| Set exercise |
Rewrite the items below with every "orange roof" changed to "red roof", keeping everything else the same.

Dataset items:

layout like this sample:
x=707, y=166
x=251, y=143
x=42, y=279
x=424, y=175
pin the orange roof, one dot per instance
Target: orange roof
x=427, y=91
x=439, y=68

| Written answer |
layout like this sample:
x=707, y=166
x=251, y=143
x=42, y=279
x=424, y=175
pin the red roof, one dot per instance
Target: red roof
x=427, y=91
x=439, y=68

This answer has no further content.